SET EXERCISE
Reproduce verbatim the passage of the MotoPartPicker architecture document that begins at the words "Each SvelteKit route" and stops after "output to stdout.".
** Start of PAGE EXTRACT **
Technical Architecture Document

MotoPartPicker — System Architecture

Full-stack architecture for a motorcycle parts compatibility platform. Designed for simplicity at launch, with clear scale checkpoints to 300K MAU. Every technology choice optimized for a 2-person team.

Stack SvelteKit · Neon · Fly.io
Auth BetterAuth · OAuth
Billing Stripe Webhooks
Storage R2 · Resend
Scale Target 300K MAU (Year 3)
Version v1.0 · April 2026
00

Architecture Principles

Every technical decision in this document flows from five governing principles. When tradeoffs arise, these serve as the tiebreaker — in this order.

SOLID at service level
Separation of concerns
Defense in depth
12-Factor App
YAGNI, designed to scale

SOLID at Service Level

Each SvelteKit route module has a single responsibility. Business logic lives in service files, not load functions. Interfaces are preferred over direct implementation calls.

Separation of Concerns

Presentation, business logic, and data access are never mixed. SSR handles public data; client-side handles interactivity. API routes are the only data boundary.

Defense in Depth

Auth is enforced at the route level, the service level, and the database level. No single layer is trusted alone. Secrets never touch source code.

12-Factor App

Config via environment variables. Stateless processes. Port binding. Dev/prod parity. Logs as event streams via structured pino output to stdout.
** End of PAGE EXTRACT **
** Start of DATA LINES **
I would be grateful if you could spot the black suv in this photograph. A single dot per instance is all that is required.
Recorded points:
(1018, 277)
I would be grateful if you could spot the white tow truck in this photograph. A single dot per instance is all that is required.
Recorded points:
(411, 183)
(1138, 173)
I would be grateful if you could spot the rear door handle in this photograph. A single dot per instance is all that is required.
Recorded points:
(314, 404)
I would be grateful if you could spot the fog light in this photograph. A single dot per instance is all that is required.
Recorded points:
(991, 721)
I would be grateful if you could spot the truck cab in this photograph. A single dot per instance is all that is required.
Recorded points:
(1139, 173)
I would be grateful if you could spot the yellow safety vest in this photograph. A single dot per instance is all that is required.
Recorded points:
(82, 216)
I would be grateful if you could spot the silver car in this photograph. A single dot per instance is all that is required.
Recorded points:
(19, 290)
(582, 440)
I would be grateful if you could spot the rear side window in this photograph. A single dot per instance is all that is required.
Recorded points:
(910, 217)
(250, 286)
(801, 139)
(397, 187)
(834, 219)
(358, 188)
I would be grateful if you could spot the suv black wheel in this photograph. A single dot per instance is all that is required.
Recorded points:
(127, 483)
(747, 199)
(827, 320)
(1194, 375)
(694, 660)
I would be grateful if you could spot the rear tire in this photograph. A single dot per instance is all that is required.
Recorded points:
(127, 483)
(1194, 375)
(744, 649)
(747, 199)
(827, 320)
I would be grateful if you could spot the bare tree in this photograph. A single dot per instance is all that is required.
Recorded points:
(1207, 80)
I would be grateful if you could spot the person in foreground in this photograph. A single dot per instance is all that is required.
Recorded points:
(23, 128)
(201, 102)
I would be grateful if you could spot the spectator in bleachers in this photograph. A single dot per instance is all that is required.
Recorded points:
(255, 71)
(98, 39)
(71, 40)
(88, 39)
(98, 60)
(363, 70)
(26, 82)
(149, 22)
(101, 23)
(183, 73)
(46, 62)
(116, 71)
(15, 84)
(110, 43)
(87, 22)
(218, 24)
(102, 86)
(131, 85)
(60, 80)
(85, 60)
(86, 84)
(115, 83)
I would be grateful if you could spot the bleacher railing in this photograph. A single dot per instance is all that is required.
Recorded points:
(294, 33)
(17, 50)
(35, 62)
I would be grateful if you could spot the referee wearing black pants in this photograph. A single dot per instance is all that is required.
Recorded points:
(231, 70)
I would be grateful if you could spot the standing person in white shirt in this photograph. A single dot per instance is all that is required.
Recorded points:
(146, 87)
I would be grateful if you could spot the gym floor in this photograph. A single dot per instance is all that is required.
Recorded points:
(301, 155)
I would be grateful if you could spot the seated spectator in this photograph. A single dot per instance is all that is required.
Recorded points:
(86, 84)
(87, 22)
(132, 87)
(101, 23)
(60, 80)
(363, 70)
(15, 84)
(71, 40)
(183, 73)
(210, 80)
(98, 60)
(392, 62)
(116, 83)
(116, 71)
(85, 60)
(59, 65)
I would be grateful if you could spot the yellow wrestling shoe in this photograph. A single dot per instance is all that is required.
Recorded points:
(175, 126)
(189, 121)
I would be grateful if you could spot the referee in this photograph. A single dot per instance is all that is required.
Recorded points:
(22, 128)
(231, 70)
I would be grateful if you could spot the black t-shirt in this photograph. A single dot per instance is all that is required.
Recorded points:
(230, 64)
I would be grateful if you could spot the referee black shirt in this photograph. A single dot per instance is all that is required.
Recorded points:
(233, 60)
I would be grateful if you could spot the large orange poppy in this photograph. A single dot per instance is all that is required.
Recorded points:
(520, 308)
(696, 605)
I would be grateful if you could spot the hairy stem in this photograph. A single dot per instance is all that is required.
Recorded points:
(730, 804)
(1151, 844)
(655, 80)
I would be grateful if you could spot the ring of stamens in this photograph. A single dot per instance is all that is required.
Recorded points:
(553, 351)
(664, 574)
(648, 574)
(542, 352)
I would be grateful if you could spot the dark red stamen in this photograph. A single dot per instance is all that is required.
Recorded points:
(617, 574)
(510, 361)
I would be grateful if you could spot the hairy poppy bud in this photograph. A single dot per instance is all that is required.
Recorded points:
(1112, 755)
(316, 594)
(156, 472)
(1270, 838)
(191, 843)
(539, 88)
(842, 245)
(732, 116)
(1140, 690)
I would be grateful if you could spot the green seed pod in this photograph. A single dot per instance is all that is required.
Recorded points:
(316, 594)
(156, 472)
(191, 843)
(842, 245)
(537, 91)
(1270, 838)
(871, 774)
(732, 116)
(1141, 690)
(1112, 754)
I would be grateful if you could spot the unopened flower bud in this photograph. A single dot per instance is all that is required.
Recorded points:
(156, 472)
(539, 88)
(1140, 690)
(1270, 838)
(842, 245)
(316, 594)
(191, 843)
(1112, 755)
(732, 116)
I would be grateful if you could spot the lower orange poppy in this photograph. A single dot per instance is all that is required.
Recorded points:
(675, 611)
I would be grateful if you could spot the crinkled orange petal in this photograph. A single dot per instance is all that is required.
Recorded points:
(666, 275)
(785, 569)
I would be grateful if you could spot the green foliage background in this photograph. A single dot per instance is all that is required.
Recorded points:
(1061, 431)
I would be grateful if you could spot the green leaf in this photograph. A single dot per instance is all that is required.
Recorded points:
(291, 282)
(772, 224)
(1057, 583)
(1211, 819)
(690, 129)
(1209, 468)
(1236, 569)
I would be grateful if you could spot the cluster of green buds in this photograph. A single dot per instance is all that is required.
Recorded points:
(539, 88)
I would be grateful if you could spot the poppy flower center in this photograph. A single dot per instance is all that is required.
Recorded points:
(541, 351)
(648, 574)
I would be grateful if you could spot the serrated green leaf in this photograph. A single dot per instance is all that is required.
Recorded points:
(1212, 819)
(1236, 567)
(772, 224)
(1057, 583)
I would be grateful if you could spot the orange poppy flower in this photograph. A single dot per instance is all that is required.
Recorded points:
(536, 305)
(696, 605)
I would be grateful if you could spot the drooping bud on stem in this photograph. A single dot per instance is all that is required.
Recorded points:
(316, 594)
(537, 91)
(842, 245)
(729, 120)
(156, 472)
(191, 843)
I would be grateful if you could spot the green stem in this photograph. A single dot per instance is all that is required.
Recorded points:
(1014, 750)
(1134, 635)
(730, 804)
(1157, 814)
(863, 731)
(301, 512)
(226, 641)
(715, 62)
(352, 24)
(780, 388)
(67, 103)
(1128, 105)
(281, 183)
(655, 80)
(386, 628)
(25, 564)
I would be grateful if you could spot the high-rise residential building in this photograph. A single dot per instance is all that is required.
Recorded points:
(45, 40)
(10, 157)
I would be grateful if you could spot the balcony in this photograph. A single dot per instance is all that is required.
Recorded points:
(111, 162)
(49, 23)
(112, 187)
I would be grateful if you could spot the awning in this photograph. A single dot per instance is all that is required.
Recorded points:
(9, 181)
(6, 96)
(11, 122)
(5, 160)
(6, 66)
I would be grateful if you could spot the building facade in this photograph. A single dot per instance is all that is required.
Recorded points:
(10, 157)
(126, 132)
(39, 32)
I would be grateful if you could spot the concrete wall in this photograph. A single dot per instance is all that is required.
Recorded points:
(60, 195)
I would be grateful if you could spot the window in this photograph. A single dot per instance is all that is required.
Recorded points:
** End of DATA LINES **
PROBLEM SOLUTION
Each SvelteKit route module has a single responsibility. Business logic lives in service files, not load functions. Interfaces are preferred over direct implementation calls.

Separation of Concerns

Presentation, business logic, and data access are never mixed. SSR handles public data; client-side handles interactivity. API routes are the only data boundary.

Defense in Depth

Auth is enforced at the route level, the service level, and the database level. No single layer is trusted alone. Secrets never touch source code.

12-Factor App

Config via environment variables. Stateless processes. Port binding. Dev/prod parity. Logs as event streams via structured pino output to stdout.